• Work required
Take the data below and write it out exactly, except for the pictures.

Image-grounded pointing data
***

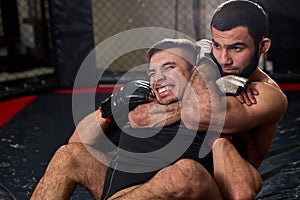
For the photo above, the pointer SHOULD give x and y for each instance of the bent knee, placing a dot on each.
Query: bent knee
(66, 155)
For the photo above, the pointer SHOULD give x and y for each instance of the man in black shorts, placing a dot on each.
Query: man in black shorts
(171, 63)
(236, 47)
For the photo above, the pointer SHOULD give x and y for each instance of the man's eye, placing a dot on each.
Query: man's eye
(168, 67)
(216, 46)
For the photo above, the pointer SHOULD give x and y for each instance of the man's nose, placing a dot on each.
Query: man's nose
(158, 77)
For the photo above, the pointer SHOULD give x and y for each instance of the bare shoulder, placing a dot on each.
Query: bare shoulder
(271, 96)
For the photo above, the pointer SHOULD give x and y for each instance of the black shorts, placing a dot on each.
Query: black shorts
(127, 170)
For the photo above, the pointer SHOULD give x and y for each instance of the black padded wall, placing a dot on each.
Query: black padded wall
(72, 36)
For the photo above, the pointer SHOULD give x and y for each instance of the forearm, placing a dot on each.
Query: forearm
(154, 114)
(89, 129)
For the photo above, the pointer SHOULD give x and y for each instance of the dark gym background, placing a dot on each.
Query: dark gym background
(43, 43)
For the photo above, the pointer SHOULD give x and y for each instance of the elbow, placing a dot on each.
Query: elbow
(193, 121)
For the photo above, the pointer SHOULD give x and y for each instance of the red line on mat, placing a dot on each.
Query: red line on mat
(9, 108)
(290, 86)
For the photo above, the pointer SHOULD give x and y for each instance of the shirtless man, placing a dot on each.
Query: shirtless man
(239, 37)
(262, 130)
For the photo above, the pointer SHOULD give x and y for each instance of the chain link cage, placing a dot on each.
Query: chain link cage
(189, 17)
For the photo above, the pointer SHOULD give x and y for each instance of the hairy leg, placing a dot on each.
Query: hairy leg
(72, 164)
(186, 179)
(236, 177)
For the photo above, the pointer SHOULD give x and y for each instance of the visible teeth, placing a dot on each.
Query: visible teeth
(160, 90)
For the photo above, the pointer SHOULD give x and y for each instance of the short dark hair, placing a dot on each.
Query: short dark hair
(245, 13)
(169, 43)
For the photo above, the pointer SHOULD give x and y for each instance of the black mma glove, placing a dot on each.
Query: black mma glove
(126, 99)
(232, 85)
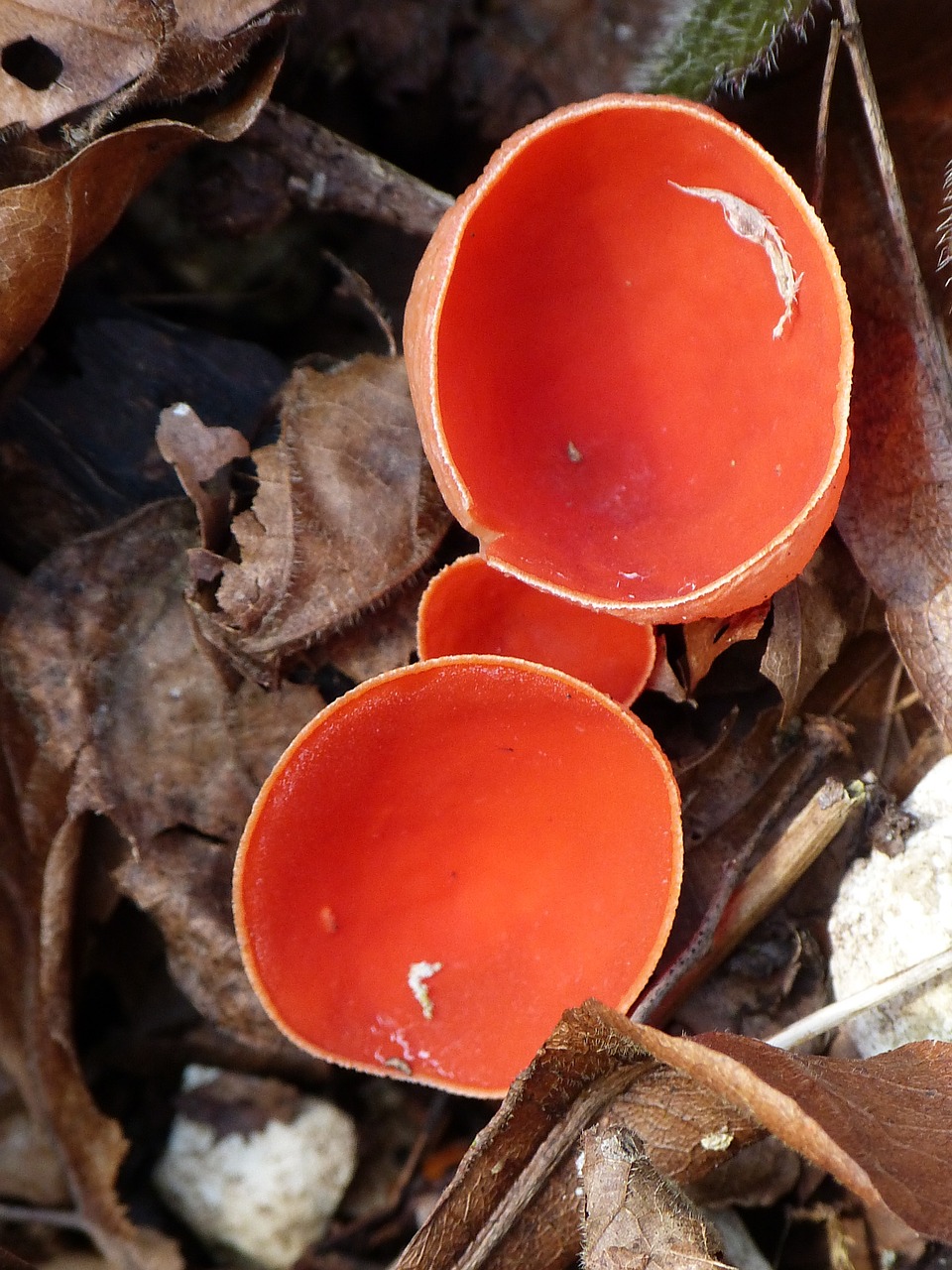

***

• Answer to this task
For the photo above, the pointer SHOULD give x and y for each instance of the bent knee, placing a dot on each.
Query: bent knee
(66, 155)
For the photo above, the pointer SHOULD give x and y for each instance of the man in black shorts, placing a dot on each.
Query: man in black shorts
(171, 63)
(236, 47)
For the photo above, the pointer SHOULD give x and y for each instance of the man's eye, placing a dot on each.
Query: man's eye
(168, 67)
(216, 46)
For the photo above, the pointer SHOULD give x and y for each instance of the man's nose, placing a dot on each.
Query: man's nose
(158, 77)
For the photo above, the pointer SHOULD give x and y for each instance of the bare shoulder, placing a dot on each.
Query: bare shoulder
(271, 96)
For the photo above, the pointer SHOULD give x and y for each instance of the black shorts, placing a dot on each.
Query: black shorts
(127, 170)
For the photo above, the pointer SHOULD give x and y for each instance of the black padded wall, placing a dot on each.
Query: black padded wall
(72, 36)
For the photo above, the pointer SHOULD give x and y for each instance of the forearm, placing a dot on each.
Query: forearm
(154, 114)
(89, 129)
For the photo above, the pointer SHOULD give x and y for each instance of the dark gym background, placing a dot on each.
Query: dark gym background
(43, 43)
For the photo above, the pointer SHOULD give x and y for each instance of the elbow, placing a dot on each.
Query: elbow
(193, 121)
For the photo above, the pointer SHOULD give x and y for each instance of the red line on mat, placing a dot on each.
Query: red line on mat
(9, 108)
(290, 86)
For the photo above, the pointer SHOULD give x and y for each instance of the shirtless man, placing a dot on each.
Query: shirtless man
(239, 37)
(262, 130)
For the photo above, the pointer SHOULD give x and y for each instance of the chain link cage, placing a dot on each.
Query: chain link cage
(189, 17)
For the photo above, the pointer SHOULD give x and y for each instance of the hairy leg, placing a dot on each.
Query: hairy leg
(72, 164)
(186, 179)
(236, 177)
For the photo above, the pointer SHOULD give x and y for each instance of the visible teeth, placing a dot on each.
Query: visible teeth
(160, 90)
For the photo above, the pointer SHOULD give x and y for each instance of the short dark hair, placing a dot on each.
Query: short dark hair
(245, 13)
(169, 43)
For the photo above, the pointer SHOULD give x and y for each instance of the black mma glove, placing a dot on each.
Query: black mma glove
(126, 99)
(232, 85)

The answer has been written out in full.